### Requirements
Present the data once more in exactly its original form.

### Provided data
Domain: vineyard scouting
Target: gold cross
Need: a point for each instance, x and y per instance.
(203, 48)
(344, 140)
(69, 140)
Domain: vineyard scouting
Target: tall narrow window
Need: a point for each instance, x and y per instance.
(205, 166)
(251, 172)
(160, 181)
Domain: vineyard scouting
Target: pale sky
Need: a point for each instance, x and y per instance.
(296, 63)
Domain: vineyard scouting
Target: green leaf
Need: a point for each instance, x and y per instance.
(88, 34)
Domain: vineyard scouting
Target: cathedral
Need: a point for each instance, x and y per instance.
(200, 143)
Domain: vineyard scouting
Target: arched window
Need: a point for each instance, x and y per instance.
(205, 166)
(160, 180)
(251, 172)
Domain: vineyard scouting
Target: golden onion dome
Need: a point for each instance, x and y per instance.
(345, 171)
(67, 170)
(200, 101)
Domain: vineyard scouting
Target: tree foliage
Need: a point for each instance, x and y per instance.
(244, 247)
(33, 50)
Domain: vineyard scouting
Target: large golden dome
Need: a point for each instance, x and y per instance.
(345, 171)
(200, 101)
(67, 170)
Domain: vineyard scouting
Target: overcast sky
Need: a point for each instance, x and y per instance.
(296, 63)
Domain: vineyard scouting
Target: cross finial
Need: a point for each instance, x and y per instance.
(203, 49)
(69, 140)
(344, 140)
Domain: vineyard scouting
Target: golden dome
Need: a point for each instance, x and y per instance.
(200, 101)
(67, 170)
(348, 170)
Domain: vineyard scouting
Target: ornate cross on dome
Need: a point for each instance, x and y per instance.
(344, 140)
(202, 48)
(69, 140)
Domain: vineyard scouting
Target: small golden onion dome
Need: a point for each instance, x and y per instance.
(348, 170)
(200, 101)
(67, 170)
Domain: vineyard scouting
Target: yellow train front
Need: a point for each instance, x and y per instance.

### Exercise answer
Domain: vineyard scouting
Target: gold cross
Need: a point for each instance, x and y per instance.
(203, 48)
(344, 140)
(69, 140)
Domain: vineyard scouting
Target: tall narrow window
Need: a point for each instance, x and y per instance.
(205, 166)
(251, 172)
(160, 181)
Domain: vineyard scouting
Target: pale sky
Need: a point for each instance, x and y per instance.
(296, 63)
Domain: vineyard scouting
Target: green leaf
Need: a point for each instance, x and y per instance.
(88, 34)
Domain: vineyard scouting
Target: cathedral
Need: a point for each instance, x and y per instance.
(200, 143)
Domain: vineyard scouting
Target: arched window
Need: a point for each instance, x and y per instance.
(205, 166)
(160, 180)
(251, 172)
Domain: vineyard scouting
Target: golden onion dome
Need: a point for each instance, x and y per instance.
(345, 171)
(67, 170)
(200, 101)
Domain: vineyard scouting
Target: tree foliage
Need: a point for each instance, x and y per instance.
(244, 247)
(33, 50)
Domain: vineyard scouting
Target: large golden dome
Need: a point for each instance, x and y per instance.
(345, 171)
(200, 101)
(67, 170)
Domain: vineyard scouting
Target: overcast sky
Need: a point for each instance, x and y per instance.
(296, 63)
Domain: vineyard scouting
Target: cross finial
Need: a point for each instance, x and y per instance.
(203, 49)
(69, 140)
(344, 140)
Domain: vineyard scouting
Target: golden dome
Need: a point for each instance, x and y per instance.
(200, 101)
(67, 170)
(348, 170)
Domain: vineyard scouting
Target: ornate cross on dome
Need: a point for each instance, x and y per instance.
(344, 140)
(202, 48)
(69, 140)
Domain: vineyard scouting
Target: small golden onion dome
Need: a point for each instance, x and y per instance.
(348, 170)
(200, 101)
(67, 170)
Domain: vineyard scouting
Target: yellow train front
Need: a point for each instance, x and y per instance.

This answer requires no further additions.